| DESCRIPTION OF THE TASK |
From the first line down to the line containing "Target: white baseball", print the records below exactly, leaving every picture out.

DATA EXCERPTS START

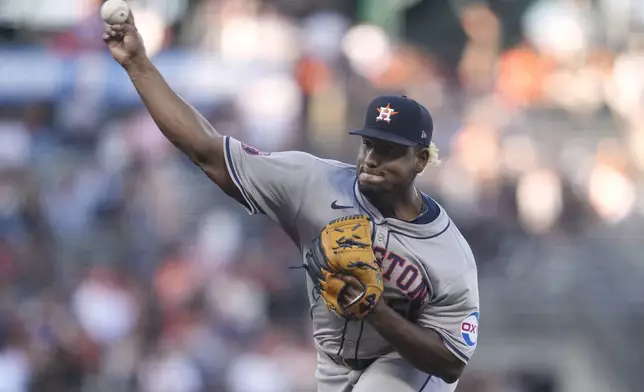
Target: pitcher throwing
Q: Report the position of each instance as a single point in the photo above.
(392, 282)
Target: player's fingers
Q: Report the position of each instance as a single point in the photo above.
(333, 285)
(130, 19)
(351, 281)
(123, 29)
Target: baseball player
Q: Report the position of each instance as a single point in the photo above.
(393, 283)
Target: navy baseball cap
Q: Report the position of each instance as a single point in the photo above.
(398, 119)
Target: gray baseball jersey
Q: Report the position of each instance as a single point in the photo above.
(428, 269)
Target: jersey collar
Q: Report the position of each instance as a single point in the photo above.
(422, 228)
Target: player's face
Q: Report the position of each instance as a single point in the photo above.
(385, 167)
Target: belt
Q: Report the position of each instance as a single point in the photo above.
(353, 363)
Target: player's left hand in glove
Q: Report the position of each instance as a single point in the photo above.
(344, 248)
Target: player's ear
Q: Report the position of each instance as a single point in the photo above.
(422, 158)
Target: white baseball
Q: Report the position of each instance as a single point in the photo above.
(115, 12)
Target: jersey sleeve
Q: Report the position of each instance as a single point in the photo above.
(274, 183)
(454, 314)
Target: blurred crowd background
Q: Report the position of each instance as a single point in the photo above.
(122, 268)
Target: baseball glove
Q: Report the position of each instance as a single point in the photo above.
(344, 247)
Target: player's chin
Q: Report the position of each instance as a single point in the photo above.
(370, 187)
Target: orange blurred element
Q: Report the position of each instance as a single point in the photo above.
(522, 73)
(312, 75)
(407, 65)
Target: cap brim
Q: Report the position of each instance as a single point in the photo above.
(384, 135)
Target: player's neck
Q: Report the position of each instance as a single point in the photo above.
(405, 206)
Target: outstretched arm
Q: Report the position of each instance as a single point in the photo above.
(179, 121)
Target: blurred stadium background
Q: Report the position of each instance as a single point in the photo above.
(123, 269)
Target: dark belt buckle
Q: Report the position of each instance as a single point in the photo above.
(357, 364)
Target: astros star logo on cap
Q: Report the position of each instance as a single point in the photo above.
(386, 113)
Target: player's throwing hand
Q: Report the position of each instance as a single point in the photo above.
(125, 42)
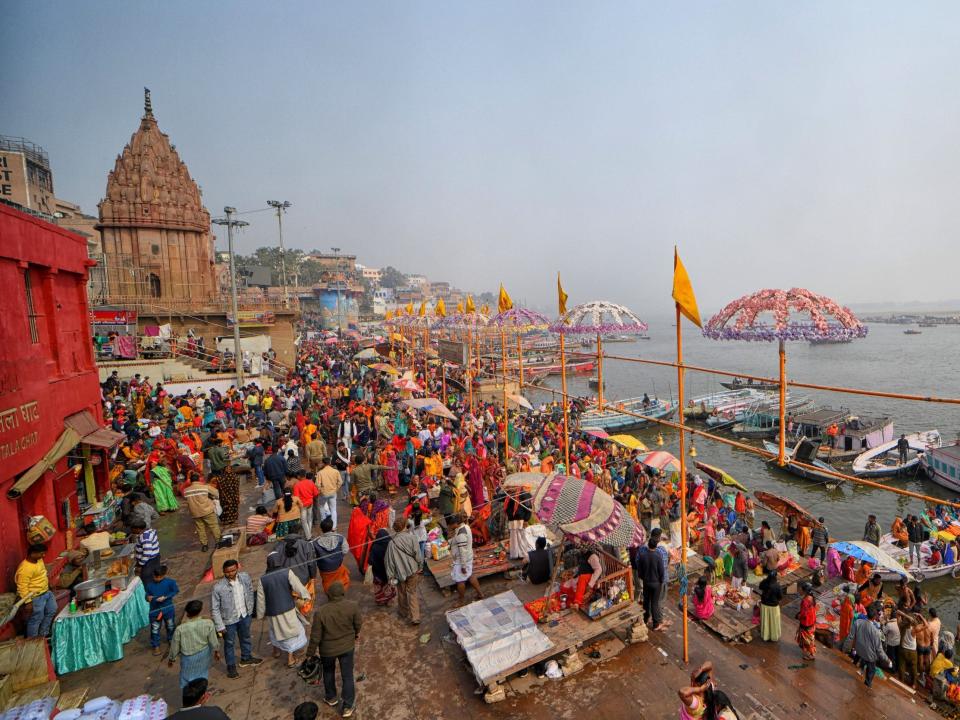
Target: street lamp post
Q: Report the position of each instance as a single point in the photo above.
(280, 207)
(336, 252)
(231, 224)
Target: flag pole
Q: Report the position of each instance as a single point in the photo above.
(683, 481)
(563, 398)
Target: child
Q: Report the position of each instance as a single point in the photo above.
(161, 591)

DATA EXCERPTS END

| TASK RESULT |
Target: pitcher throwing
Q: Report the position of each instance as a single point in the photo above.
(392, 282)
Target: player's fingers
Q: Report the position of each instance as a single point in the photo above.
(333, 285)
(130, 19)
(351, 281)
(123, 29)
Target: baseball player
Q: Report the position of each instance as a single point in the photo above.
(393, 283)
Target: navy baseball cap
Q: Report the position of each instance as a single point in the photo above.
(398, 119)
Target: gray baseball jersey
Q: Report the position of each instance as a single point in the photo above.
(428, 269)
Target: jersey collar
Q: Report the position of each instance as a single point in the photo above.
(422, 228)
Target: player's face
Q: Report the position of each instance as a single point in the photo above.
(385, 167)
Target: belt
Q: Report the position of each instance as a single point in the photo above.
(353, 363)
Target: player's left hand in glove
Q: Report the position of each instance as a single point in the photo above.
(344, 248)
Target: player's ear
Q: Report the position of each instance as a single point in the photo above.
(422, 158)
Target: white baseball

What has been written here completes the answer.